====== RECORDS FOR THIS EXERCISE ======
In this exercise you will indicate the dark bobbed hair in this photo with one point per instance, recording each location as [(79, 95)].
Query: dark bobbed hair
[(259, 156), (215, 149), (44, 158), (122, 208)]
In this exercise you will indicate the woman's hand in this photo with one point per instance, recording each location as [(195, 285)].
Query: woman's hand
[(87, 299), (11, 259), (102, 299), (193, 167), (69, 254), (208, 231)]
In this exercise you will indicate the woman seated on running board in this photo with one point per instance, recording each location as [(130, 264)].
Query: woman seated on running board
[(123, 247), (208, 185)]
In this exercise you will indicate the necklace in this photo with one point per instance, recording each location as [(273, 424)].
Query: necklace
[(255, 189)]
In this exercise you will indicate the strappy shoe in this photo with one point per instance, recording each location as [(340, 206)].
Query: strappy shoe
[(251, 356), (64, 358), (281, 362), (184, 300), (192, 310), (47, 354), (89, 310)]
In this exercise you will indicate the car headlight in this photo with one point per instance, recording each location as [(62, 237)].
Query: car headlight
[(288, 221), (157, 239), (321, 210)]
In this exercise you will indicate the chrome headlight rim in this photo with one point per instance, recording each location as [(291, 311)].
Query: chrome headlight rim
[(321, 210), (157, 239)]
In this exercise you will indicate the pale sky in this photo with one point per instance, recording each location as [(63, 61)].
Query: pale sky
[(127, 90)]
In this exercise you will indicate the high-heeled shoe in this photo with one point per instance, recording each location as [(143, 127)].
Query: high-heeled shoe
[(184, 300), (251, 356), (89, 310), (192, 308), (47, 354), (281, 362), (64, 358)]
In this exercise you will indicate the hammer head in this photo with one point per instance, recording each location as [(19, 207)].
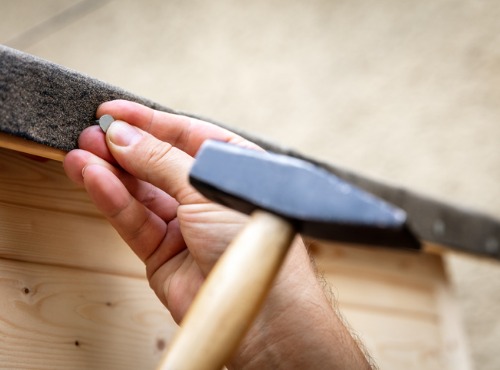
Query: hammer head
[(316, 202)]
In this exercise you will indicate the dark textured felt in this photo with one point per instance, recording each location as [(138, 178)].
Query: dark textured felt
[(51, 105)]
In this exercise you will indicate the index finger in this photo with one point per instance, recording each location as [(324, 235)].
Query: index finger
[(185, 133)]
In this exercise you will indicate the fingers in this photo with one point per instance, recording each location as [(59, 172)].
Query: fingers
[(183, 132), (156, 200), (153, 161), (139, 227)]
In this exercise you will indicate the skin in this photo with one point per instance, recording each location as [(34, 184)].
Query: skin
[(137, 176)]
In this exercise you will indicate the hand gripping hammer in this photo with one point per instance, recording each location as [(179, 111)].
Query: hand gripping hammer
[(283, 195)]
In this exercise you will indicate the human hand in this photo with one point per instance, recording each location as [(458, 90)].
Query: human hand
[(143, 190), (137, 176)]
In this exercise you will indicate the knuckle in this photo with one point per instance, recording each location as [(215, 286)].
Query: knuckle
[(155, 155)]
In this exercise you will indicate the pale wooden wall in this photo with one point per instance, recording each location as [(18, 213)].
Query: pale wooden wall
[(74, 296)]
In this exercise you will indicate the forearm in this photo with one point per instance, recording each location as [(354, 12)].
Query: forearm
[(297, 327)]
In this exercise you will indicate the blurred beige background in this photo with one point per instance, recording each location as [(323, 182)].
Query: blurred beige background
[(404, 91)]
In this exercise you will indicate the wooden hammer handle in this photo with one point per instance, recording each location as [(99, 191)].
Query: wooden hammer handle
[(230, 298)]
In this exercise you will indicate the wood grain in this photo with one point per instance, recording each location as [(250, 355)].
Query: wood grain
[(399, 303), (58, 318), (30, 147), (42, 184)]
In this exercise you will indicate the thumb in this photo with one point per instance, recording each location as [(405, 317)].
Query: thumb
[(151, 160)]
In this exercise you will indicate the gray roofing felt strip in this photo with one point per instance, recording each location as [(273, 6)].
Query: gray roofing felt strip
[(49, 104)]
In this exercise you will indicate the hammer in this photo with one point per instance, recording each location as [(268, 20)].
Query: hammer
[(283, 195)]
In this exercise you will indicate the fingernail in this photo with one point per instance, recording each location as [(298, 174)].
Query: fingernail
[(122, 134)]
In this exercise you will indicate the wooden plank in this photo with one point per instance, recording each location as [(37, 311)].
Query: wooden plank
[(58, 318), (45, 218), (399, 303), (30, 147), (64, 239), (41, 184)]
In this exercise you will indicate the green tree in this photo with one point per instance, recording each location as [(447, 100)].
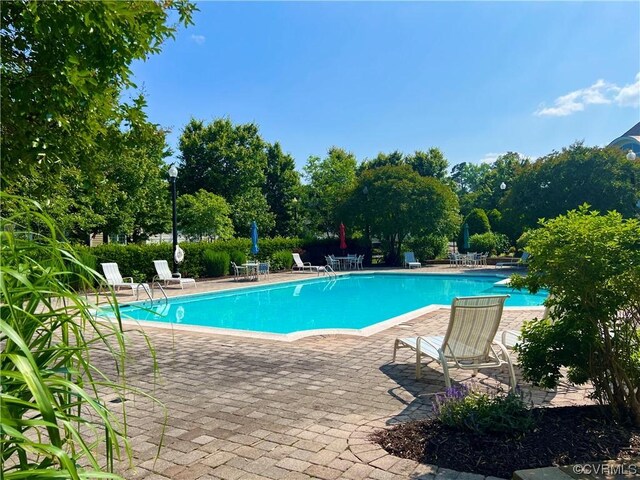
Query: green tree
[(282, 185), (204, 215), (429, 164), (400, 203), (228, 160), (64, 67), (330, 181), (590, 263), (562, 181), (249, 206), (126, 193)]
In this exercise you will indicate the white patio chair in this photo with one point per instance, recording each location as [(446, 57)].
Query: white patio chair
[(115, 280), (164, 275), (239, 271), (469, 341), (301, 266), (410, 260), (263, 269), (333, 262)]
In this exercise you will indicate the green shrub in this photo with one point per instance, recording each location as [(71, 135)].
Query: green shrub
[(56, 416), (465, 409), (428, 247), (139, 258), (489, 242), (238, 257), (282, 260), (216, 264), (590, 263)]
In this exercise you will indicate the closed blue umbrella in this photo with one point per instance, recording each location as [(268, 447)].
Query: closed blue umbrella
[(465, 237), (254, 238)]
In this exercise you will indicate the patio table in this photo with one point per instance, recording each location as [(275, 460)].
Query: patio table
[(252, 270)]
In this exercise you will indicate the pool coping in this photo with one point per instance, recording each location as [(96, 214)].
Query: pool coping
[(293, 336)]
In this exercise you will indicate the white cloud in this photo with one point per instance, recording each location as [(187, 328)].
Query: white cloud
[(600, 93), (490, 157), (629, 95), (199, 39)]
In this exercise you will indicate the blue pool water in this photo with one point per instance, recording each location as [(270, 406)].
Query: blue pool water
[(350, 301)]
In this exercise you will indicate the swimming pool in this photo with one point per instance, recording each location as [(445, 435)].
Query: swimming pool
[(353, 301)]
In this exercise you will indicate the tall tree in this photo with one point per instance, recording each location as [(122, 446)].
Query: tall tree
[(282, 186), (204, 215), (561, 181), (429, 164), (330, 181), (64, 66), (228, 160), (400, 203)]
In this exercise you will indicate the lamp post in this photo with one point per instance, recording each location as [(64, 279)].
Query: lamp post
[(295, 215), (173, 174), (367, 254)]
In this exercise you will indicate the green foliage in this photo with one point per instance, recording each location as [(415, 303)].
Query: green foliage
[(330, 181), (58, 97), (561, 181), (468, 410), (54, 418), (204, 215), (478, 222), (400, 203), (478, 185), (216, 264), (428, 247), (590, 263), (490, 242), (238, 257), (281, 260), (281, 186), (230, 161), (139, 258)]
======
====== RECORDS FOR THIS EXERCISE ======
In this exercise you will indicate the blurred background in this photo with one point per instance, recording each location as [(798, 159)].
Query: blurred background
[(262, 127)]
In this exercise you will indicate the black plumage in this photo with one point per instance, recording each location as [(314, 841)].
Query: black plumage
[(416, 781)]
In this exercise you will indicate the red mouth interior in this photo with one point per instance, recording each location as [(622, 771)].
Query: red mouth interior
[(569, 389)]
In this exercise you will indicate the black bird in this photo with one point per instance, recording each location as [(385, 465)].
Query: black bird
======
====== RECORDS FOR THIS EXERCISE ======
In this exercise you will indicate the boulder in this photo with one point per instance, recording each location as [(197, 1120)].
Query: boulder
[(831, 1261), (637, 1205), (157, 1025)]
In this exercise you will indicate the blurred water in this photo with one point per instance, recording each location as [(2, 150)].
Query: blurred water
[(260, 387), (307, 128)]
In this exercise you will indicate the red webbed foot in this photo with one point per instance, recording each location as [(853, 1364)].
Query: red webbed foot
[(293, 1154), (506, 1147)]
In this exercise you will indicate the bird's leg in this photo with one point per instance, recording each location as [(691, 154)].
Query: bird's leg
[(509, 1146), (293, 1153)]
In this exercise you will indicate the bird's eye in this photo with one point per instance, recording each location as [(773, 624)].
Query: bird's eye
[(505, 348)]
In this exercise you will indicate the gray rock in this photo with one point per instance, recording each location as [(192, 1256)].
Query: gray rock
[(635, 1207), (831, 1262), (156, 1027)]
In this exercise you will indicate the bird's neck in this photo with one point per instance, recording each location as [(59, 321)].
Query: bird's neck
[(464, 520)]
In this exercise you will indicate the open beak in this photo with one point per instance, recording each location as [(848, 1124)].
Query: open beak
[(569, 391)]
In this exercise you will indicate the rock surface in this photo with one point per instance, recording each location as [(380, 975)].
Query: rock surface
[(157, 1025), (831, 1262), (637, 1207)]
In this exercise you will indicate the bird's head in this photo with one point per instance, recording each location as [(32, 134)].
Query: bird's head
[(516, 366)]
======
EXERCISE INSTRUCTIONS:
Rewrite the records from the line containing "In this exercise you will indicate the tall" down to the line containing "161), (139, 258)]", changing "lamp post" to "street lamp" and leaving everything else as it is.

EXPECTED OUTPUT:
In this exercise you will indicate the tall tree in this photo with one point per instance, recording each location as [(122, 446)].
Query: tall tree
[(282, 186), (204, 215), (561, 181), (429, 164), (330, 181), (64, 66), (228, 160), (400, 203)]
In this exercise you will indicate the street lamp in this photo with one point per instance, recording each location as [(64, 279)].
Query: street lamp
[(295, 215), (173, 174), (367, 254)]
In this exercise you will indicate the green foliage in this photo with one point per instance, recording each location as [(415, 303)].
Query: green foliage
[(330, 181), (58, 97), (561, 181), (468, 410), (54, 418), (204, 215), (478, 222), (400, 203), (478, 185), (216, 264), (428, 247), (590, 263), (490, 242), (238, 257), (281, 260), (281, 186), (230, 161), (139, 258)]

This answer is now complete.